## [RAW RECORDS]
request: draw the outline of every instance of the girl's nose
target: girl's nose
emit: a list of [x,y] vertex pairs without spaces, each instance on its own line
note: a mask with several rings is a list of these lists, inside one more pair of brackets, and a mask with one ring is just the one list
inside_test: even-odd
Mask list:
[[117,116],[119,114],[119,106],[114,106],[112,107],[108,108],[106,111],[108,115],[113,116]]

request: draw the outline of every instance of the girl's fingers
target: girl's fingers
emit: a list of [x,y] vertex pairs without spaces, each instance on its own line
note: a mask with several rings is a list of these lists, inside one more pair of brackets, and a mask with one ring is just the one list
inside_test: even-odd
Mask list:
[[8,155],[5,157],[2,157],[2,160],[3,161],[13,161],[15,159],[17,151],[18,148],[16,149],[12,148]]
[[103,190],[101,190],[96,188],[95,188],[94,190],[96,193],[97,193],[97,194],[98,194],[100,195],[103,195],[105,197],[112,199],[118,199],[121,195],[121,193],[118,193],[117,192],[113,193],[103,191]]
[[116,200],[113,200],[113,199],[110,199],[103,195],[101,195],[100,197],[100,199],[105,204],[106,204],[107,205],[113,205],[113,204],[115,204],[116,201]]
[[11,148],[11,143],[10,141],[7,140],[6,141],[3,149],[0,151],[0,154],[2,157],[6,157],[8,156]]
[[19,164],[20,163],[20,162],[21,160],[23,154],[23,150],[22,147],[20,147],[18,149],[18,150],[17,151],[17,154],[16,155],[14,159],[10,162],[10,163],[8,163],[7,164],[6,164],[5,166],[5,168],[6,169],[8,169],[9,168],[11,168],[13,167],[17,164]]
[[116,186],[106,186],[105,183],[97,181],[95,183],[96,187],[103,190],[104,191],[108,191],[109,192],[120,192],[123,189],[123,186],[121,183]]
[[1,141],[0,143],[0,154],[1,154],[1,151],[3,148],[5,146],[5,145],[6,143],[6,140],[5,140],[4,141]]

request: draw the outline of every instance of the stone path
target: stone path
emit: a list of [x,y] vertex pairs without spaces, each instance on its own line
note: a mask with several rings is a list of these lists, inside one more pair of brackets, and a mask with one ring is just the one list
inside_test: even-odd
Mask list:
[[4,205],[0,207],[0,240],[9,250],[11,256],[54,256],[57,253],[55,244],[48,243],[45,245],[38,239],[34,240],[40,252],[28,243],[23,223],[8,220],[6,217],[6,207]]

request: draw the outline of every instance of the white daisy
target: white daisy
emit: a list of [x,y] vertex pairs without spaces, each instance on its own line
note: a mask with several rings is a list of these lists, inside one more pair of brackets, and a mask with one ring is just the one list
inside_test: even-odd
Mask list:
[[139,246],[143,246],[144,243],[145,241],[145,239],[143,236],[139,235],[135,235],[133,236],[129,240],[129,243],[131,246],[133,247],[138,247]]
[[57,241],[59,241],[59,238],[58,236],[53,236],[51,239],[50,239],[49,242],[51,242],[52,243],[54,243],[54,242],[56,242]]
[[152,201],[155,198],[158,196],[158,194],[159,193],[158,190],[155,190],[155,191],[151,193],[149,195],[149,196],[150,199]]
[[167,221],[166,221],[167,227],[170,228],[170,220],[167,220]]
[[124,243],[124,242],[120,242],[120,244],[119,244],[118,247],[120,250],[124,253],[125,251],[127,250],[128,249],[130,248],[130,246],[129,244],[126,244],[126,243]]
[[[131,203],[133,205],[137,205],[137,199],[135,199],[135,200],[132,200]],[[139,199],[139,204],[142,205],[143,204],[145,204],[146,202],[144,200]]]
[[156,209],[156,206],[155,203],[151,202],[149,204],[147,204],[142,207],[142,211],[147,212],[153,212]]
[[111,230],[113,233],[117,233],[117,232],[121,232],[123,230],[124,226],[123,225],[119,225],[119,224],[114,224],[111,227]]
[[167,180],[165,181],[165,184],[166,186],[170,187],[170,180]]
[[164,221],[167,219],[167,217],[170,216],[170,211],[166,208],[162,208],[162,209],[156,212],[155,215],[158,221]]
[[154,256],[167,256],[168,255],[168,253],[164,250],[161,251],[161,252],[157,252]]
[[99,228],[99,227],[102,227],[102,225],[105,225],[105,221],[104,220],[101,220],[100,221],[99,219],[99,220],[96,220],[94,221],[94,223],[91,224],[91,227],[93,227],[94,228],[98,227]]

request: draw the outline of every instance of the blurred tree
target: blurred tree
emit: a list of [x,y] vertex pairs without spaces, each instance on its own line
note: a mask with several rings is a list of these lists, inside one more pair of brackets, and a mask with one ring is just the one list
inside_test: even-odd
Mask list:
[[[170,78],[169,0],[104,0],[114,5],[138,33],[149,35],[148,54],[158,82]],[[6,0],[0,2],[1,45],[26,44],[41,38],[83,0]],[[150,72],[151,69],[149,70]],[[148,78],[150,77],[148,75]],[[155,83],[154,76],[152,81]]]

## [THE EXERCISE]
The records above should be duplicated in full, exactly as given.

## [SOLUTION FOR THIS PROBLEM]
request: draw the outline of every instance of the girl's nose
target: girl's nose
emit: a list of [x,y] vertex pairs without spaces, each instance on its own line
note: a mask with several rings is a list of these lists, inside one more pair of brackets, and a mask with one ring is just the one list
inside_test: even-odd
Mask list:
[[117,116],[119,114],[119,106],[114,106],[112,107],[108,108],[106,111],[108,115],[113,116]]

request: draw the outline of every instance of the girl's fingers
target: girl's fingers
emit: a list of [x,y] vertex pairs without spaces, each instance on its own line
note: a mask with several rings is a list of these lists, inside one more pair of brackets, and a mask with one ring is just the one list
inside_test: even-odd
Mask list:
[[8,155],[5,157],[2,157],[2,160],[3,161],[13,161],[15,159],[17,151],[18,148],[16,149],[12,148]]
[[103,190],[101,190],[96,188],[95,188],[94,190],[96,193],[97,193],[97,194],[98,194],[100,195],[103,195],[105,197],[112,199],[118,199],[121,195],[121,193],[118,193],[117,192],[113,193],[103,191]]
[[116,200],[113,200],[113,199],[110,199],[103,195],[101,195],[100,197],[100,199],[105,204],[106,204],[107,205],[113,205],[113,204],[115,204],[116,201]]
[[11,148],[11,143],[10,141],[7,140],[6,141],[3,149],[0,151],[0,154],[2,157],[6,157],[8,156]]
[[19,164],[20,163],[20,162],[21,160],[23,154],[23,150],[22,147],[20,147],[18,149],[18,150],[17,151],[17,154],[16,155],[14,159],[10,162],[10,163],[8,163],[7,164],[6,164],[5,166],[5,168],[6,169],[8,169],[9,168],[11,168],[13,167],[17,164]]
[[116,186],[106,186],[105,183],[97,181],[95,183],[96,187],[103,190],[104,191],[108,191],[109,192],[120,192],[123,189],[123,186],[121,183]]
[[1,141],[0,143],[0,154],[1,154],[1,151],[3,148],[5,146],[5,145],[6,143],[6,140],[5,140],[4,141]]

request: draw the outline of every instance of the stone path
target: stone path
emit: a list of [x,y] vertex pairs without spaces, each instance on its own line
note: a mask with several rings is a list of these lists, inside one more pair of brackets, and a mask with one ring is just the one list
inside_test: even-odd
Mask list:
[[4,205],[0,207],[0,240],[9,250],[11,256],[54,256],[57,253],[55,244],[48,243],[45,245],[38,239],[34,240],[40,252],[28,243],[23,223],[8,220],[6,217],[6,207]]

request: draw the outline of every instance of the white daisy
target: white daisy
emit: a list of [x,y] vertex pairs without spaces, each instance on its own line
note: a mask with several rings is a list of these lists, inside one more pair of brackets, and a mask with one ring is just the one list
inside_test: even-odd
Mask list:
[[139,246],[143,246],[144,243],[145,241],[145,239],[143,236],[139,235],[135,235],[133,236],[129,240],[129,243],[131,246],[133,247],[138,247]]
[[57,241],[59,241],[59,238],[58,236],[53,236],[51,239],[50,239],[49,242],[51,242],[52,243],[54,243],[54,242],[56,242]]
[[152,201],[155,198],[158,196],[158,194],[159,193],[158,190],[155,190],[155,191],[151,193],[149,195],[149,196],[150,199]]
[[167,221],[166,221],[167,227],[170,228],[170,220],[167,220]]
[[124,243],[124,242],[120,242],[120,244],[119,244],[118,247],[120,250],[124,253],[125,251],[127,250],[128,249],[130,248],[130,246],[129,244],[126,244],[126,243]]
[[[131,203],[133,205],[137,205],[137,199],[135,199],[135,200],[132,200]],[[139,199],[139,204],[142,205],[143,204],[145,204],[146,202],[144,200]]]
[[156,209],[156,206],[155,203],[151,202],[149,204],[147,204],[142,207],[142,211],[147,212],[153,212]]
[[111,230],[113,233],[117,233],[117,232],[121,232],[123,230],[124,226],[123,225],[119,225],[119,224],[114,224],[111,227]]
[[167,180],[165,181],[165,184],[166,186],[170,187],[170,180]]
[[164,221],[167,219],[167,217],[170,216],[170,211],[166,208],[162,208],[162,209],[156,212],[155,215],[158,221]]
[[154,256],[167,256],[168,255],[168,253],[164,250],[161,251],[161,252],[157,252]]
[[99,228],[99,227],[102,227],[102,225],[105,225],[105,221],[104,220],[101,220],[100,221],[99,219],[99,220],[96,220],[94,221],[94,223],[91,224],[91,227],[93,227],[94,228],[98,227]]

request: draw the outline of every instance of the blurred tree
target: blurred tree
emit: a list of [x,y] vertex pairs without spaces, each instance on its own line
note: a mask with several rings is a list of these lists, inside one more pair of brackets, and a mask with one ring is just the one list
inside_test: even-odd
Mask list:
[[[170,78],[169,0],[104,0],[114,5],[138,33],[149,35],[148,54],[158,82]],[[6,0],[0,2],[1,45],[26,44],[41,38],[83,0]],[[150,72],[151,69],[149,70]],[[148,78],[150,77],[148,75]],[[155,83],[154,76],[152,81]]]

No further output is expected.